Rewrite the records below from the line containing "Would you be able to mark the hill" through the end of the records, swapping "handrail" for "railing" and leaving everything else unchanged.

SOURCE RECORDS.
[Start]

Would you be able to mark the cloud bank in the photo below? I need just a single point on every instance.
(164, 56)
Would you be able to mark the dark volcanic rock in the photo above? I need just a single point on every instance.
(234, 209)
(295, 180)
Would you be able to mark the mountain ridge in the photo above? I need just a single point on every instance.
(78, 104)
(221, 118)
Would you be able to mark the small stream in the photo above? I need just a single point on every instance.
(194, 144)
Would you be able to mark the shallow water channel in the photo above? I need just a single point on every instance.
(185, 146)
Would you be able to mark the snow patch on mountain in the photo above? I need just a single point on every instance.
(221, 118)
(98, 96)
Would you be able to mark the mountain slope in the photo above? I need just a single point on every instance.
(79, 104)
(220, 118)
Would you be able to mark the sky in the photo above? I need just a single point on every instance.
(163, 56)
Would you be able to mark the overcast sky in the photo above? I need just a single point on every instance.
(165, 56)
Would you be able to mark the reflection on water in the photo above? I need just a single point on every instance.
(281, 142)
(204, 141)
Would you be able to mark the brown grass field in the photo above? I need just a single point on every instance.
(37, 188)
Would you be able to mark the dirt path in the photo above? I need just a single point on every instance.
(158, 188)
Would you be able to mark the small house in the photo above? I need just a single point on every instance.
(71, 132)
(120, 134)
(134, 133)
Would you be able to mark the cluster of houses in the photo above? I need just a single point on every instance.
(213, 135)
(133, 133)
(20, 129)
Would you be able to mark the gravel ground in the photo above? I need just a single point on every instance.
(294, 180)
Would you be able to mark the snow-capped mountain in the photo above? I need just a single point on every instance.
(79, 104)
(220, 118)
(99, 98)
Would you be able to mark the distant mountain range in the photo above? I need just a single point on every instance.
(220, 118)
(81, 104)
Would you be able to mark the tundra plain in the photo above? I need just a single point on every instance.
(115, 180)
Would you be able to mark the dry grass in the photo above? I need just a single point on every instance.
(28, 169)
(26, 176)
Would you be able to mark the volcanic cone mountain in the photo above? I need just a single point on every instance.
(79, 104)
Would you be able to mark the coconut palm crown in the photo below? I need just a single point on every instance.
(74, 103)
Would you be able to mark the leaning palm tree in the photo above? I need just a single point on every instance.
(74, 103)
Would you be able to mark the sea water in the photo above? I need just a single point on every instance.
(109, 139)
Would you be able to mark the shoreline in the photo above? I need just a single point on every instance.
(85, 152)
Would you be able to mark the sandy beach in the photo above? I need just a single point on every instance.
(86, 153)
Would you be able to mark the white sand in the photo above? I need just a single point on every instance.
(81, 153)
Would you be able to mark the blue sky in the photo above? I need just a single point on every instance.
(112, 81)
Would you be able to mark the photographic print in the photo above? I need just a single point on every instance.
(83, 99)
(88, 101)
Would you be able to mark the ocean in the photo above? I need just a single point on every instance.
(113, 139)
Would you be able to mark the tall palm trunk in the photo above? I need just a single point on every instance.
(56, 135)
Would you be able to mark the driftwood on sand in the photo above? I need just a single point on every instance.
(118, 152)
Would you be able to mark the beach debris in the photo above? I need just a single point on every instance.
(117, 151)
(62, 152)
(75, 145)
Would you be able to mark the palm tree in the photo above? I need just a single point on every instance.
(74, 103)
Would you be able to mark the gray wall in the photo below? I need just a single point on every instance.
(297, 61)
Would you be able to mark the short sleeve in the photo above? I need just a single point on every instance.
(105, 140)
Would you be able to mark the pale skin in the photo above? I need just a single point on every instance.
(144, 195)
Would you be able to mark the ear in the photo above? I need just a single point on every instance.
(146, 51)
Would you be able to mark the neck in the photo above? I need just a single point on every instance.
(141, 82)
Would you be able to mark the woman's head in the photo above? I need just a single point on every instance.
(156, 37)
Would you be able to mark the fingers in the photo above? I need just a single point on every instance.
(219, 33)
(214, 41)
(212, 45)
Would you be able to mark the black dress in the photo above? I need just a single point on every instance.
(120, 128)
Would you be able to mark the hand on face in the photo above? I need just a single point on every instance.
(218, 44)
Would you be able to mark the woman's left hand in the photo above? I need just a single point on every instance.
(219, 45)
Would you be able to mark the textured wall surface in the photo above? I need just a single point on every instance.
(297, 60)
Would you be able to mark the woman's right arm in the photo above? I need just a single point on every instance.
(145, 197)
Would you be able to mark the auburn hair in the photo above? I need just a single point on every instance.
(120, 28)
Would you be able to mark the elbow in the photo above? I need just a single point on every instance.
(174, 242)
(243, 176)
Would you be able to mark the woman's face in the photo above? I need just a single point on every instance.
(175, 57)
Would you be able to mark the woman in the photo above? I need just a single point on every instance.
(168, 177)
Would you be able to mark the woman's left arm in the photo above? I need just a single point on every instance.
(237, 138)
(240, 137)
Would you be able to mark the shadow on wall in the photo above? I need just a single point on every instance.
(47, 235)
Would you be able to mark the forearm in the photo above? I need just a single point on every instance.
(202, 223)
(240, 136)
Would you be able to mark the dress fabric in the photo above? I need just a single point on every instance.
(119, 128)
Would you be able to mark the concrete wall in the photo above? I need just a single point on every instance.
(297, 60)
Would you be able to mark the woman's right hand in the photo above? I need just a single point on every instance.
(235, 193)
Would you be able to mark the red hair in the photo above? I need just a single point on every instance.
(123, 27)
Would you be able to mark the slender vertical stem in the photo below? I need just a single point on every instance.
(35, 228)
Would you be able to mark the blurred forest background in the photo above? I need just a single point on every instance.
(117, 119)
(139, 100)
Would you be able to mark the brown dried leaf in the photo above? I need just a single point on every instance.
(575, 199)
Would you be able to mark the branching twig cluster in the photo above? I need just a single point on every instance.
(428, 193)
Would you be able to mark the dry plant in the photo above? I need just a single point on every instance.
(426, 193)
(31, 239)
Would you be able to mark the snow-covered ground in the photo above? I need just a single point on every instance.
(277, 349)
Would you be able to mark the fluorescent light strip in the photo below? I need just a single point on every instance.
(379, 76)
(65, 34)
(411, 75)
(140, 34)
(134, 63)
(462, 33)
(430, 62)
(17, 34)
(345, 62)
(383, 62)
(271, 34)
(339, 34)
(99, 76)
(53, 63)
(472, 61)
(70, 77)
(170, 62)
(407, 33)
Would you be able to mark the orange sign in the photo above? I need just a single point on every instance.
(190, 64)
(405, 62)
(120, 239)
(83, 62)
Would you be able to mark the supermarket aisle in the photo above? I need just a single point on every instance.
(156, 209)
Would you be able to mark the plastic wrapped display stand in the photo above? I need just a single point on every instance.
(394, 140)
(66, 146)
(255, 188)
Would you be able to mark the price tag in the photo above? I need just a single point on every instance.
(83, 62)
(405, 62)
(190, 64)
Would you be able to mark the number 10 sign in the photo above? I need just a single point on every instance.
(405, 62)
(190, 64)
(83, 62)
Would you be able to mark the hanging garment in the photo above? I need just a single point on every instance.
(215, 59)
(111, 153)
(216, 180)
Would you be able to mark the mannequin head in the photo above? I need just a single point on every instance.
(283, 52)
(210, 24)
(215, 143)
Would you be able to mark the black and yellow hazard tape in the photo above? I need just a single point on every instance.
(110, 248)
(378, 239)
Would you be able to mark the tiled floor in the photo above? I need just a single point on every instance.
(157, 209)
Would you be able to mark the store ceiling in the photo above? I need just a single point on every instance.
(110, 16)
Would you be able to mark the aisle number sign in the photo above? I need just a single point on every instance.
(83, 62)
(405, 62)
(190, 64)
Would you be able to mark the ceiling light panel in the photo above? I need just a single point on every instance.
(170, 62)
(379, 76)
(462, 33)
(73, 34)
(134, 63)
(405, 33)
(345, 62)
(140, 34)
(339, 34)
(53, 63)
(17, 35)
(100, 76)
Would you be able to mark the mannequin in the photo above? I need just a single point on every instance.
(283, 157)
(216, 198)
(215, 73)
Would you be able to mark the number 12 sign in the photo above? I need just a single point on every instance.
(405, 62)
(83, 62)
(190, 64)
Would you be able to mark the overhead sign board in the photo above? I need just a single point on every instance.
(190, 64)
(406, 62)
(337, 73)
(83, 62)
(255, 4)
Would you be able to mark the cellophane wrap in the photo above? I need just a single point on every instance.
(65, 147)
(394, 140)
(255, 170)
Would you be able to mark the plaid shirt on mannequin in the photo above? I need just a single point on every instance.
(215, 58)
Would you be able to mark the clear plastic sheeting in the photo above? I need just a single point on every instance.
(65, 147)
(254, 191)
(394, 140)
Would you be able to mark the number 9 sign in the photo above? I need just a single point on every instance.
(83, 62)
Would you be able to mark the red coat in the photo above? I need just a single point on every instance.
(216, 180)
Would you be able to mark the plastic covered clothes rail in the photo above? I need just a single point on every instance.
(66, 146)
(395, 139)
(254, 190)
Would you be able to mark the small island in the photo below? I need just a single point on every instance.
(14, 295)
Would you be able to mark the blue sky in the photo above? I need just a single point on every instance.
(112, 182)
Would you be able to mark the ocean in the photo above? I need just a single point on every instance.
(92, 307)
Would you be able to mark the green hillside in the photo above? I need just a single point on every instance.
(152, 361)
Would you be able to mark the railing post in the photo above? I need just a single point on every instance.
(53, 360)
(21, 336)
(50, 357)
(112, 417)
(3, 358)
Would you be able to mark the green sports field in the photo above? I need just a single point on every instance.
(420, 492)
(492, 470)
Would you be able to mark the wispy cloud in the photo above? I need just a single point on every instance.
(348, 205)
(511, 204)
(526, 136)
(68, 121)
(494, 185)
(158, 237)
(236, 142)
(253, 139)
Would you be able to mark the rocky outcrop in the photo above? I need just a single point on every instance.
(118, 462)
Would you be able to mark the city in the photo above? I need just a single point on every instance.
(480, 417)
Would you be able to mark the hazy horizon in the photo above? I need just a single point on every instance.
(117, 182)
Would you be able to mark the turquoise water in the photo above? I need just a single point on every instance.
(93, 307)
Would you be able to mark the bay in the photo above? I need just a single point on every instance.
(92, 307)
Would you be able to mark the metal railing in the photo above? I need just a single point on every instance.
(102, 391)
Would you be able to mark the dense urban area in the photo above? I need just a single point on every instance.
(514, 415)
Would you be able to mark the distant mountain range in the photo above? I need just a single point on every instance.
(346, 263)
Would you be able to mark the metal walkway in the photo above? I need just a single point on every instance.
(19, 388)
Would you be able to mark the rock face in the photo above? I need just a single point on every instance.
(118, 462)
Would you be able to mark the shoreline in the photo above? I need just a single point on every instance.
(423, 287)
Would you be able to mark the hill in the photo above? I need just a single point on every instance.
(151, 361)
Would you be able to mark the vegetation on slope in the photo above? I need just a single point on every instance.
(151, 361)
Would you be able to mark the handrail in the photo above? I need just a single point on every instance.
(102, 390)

[End]

SOLUTION.
Would you be able to mark the hill in the photo above? I need just a single point on every instance.
(151, 361)
Would you be able to mark the vegetation on slope in the photo above? I need just a single point on every instance.
(151, 361)
Would you be able to mark the railing in the photo above? I need just a single point on every instance.
(102, 390)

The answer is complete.